Please Pass the Guilt explained

Please Pass the Guilt
Author:Rex Stout
Cover Artist:Abner Graboff
Country:United States
Language:English
Series:Nero Wolfe
Genre:Detective fiction
Publisher:Viking Press
Release Date:September 1973
Media Type:Print (Hardcover)
Pages:150 pp. (first edition)
Isbn:0-670-55994-6
Dewey:813/.5/2
Congress:PZ3.S8894 Pj PS3537.T733
Oclc:729130
Preceded By:Death of a Dude
Followed By:A Family Affair

Please Pass the Guilt is a Nero Wolfe detective novel by Rex Stout, published by the Viking Press in 1973. Unusually for a Nero Wolfe story, which mostly take place very near the time of publication, this novel is set in 1969, though it was originally published in 1973.

Plot introduction

As a favor to Dr. Edwin Vollmer, Wolfe agrees to find information about a case from Vollmer's friend's crisis intervention center. A man with the alias "Ronald Seaver" has attended the clinic, given no information, but spoken of having blood on his hands no one can see. Through trickery, Wolfe and Goodwin learn that this man is actually Kenneth Meer, an employee at the CAN broadcast network. An executive at the network, Peter Odell, has been killed in a bomb attack. Odell's widow believes that one of his rivals murdered him, and hires Wolfe to find proof.

* _DATA SECTION_:
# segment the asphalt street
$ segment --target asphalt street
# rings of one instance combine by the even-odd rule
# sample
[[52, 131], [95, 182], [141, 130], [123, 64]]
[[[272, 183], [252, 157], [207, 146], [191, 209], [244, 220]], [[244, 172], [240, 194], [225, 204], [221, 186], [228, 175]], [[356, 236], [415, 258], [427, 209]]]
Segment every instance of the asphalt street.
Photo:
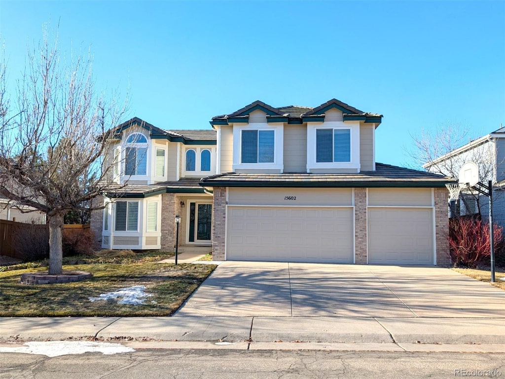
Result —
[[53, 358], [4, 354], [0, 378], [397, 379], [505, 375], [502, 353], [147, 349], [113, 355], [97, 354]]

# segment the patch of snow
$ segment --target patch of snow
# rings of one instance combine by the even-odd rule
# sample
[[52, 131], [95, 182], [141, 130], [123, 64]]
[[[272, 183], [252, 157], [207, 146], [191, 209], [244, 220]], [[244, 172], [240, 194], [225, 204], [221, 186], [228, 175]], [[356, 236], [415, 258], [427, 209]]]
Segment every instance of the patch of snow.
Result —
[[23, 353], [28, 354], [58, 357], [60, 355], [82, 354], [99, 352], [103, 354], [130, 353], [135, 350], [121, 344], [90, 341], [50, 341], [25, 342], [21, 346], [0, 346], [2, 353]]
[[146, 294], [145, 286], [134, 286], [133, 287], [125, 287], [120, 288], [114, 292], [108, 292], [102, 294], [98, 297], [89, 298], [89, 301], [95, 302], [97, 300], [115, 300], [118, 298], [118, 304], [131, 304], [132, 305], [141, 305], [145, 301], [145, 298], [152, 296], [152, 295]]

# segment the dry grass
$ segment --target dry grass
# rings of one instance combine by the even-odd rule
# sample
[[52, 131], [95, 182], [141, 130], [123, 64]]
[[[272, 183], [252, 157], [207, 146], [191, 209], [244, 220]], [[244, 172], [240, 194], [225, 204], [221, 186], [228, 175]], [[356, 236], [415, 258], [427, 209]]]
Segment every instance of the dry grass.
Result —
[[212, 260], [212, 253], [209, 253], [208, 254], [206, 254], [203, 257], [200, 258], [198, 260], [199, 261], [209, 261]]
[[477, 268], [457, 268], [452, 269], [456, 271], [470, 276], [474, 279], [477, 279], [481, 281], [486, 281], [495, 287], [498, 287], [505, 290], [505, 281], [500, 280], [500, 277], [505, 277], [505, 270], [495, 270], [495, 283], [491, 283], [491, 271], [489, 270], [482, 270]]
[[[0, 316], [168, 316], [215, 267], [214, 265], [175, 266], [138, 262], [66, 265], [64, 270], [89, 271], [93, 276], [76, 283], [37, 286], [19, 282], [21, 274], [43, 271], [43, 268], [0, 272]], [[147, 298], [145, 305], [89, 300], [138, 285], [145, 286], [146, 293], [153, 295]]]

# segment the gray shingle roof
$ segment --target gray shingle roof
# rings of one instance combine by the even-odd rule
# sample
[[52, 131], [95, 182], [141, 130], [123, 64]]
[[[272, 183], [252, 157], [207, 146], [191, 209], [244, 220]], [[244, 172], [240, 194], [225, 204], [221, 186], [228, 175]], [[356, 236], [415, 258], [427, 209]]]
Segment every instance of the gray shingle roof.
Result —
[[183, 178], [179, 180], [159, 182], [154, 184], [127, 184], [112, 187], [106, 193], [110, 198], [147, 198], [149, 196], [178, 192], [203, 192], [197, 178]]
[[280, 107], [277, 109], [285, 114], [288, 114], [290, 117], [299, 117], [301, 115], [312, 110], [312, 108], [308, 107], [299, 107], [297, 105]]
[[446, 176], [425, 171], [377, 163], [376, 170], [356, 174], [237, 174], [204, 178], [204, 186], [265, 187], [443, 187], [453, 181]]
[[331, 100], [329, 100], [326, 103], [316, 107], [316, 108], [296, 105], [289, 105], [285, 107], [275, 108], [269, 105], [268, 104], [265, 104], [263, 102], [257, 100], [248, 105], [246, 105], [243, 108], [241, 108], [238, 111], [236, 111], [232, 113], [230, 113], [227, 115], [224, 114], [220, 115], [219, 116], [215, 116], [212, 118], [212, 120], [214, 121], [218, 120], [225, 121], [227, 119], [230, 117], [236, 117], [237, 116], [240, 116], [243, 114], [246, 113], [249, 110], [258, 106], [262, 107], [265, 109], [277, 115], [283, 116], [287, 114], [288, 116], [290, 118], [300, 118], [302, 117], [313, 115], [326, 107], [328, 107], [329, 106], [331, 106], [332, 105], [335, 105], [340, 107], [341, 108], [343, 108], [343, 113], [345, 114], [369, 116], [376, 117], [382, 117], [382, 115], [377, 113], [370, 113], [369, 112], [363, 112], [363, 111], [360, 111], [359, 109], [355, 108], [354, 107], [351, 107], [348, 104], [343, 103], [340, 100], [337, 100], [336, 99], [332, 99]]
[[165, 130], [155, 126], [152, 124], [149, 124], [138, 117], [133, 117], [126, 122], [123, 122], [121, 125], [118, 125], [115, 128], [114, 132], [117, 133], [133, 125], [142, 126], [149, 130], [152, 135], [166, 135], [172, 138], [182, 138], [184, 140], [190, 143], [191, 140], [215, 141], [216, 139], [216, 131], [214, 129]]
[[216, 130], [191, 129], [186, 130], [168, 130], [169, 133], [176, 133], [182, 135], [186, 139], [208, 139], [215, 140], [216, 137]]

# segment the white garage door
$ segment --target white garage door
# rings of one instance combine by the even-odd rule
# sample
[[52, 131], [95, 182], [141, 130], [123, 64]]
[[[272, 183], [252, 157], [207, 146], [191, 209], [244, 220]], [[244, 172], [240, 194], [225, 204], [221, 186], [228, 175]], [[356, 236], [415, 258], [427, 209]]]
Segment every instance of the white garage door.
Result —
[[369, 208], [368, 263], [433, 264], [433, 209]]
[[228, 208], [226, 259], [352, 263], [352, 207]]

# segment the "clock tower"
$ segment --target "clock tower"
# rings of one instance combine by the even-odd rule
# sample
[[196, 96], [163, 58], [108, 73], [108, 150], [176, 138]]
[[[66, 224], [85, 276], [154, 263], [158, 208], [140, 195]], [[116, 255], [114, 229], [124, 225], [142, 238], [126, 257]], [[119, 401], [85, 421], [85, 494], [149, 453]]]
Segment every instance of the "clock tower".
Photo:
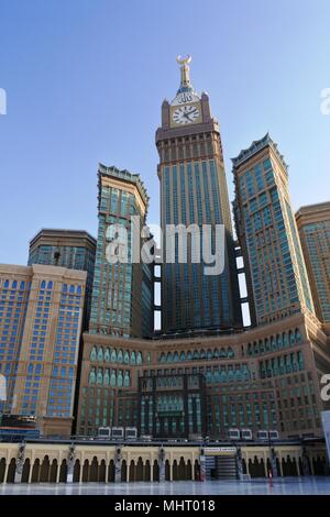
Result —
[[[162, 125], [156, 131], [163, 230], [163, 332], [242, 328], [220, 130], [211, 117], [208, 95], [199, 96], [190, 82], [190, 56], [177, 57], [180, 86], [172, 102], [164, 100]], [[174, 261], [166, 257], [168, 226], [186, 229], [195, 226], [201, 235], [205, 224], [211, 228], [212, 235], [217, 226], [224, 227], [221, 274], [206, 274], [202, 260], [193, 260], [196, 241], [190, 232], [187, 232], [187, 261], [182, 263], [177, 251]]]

* _CHECK YOUR UNDERSTANDING_:
[A] Transcribe the passage on Please Pass the Guilt from "As a favor to" up to and including "to find proof.".
[B] Answer these questions from the passage on Please Pass the Guilt:
(i) Who is listed as the cover artist?
(ii) In what year is the novel set?
(iii) Which broadcast network employs Kenneth Meer?
[C] Decide whether each statement agrees with the passage on Please Pass the Guilt. Answer yes or no, and quote the words that decide it.
(i) The first edition ran to 150 pages.
(ii) The novel was followed by Death of a Dude.
(iii) Odell's widow hires Wolfe to find proof.
The entries have no connection to the passage on Please Pass the Guilt.

* _RESPONSE LIST_:
[A]
As a favor to Dr. Edwin Vollmer, Wolfe agrees to find information about a case from Vollmer's friend's crisis intervention center. A man with the alias "Ronald Seaver" has attended the clinic, given no information, but spoken of having blood on his hands no one can see. Through trickery, Wolfe and Goodwin learn that this man is actually Kenneth Meer, an employee at the CAN broadcast network. An executive at the network, Peter Odell, has been killed in a bomb attack. Odell's widow believes that one of his rivals murdered him, and hires Wolfe to find proof.

[B]
(i) Abner Graboff
(ii) 1969
(iii) CAN

[C]
(i) Yes: "Pages:150 pp. (first edition)"
(ii) No: "Preceded By:Death of a Dude"
(iii) Yes: "hires Wolfe to find proof"